BEGIN Data

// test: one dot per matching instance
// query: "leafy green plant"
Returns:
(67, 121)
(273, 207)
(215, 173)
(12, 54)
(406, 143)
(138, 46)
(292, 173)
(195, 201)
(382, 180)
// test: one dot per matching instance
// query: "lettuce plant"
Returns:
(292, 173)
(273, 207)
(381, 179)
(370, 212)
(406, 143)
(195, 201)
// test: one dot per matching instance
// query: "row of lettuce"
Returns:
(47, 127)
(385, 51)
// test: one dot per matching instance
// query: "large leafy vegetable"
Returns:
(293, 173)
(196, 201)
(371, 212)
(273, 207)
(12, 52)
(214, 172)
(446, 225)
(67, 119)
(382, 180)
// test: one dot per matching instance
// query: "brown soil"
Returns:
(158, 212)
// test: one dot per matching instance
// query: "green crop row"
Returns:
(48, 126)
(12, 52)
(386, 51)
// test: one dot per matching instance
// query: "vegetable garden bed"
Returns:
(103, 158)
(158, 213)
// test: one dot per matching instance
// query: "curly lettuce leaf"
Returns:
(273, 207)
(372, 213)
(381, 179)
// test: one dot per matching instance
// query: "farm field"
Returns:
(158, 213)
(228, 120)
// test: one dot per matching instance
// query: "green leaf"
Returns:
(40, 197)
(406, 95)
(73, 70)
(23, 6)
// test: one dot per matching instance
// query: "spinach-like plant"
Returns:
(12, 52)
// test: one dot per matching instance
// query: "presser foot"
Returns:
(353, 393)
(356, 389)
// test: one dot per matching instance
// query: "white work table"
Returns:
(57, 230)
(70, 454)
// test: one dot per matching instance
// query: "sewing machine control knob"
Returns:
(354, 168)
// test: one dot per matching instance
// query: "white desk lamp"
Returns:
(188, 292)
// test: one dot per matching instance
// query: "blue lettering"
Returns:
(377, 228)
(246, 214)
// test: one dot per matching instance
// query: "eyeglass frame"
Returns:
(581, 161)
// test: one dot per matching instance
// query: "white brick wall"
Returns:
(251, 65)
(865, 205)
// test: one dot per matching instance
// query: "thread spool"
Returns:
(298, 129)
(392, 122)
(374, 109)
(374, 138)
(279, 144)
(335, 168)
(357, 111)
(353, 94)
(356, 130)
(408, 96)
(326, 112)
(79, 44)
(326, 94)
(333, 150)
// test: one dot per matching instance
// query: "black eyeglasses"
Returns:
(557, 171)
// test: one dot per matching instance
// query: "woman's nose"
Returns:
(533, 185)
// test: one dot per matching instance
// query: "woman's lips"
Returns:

END Data

Extract all lines of the records above that include "leafy".

// query: "leafy green plant"
// query: "large leafy vegetable"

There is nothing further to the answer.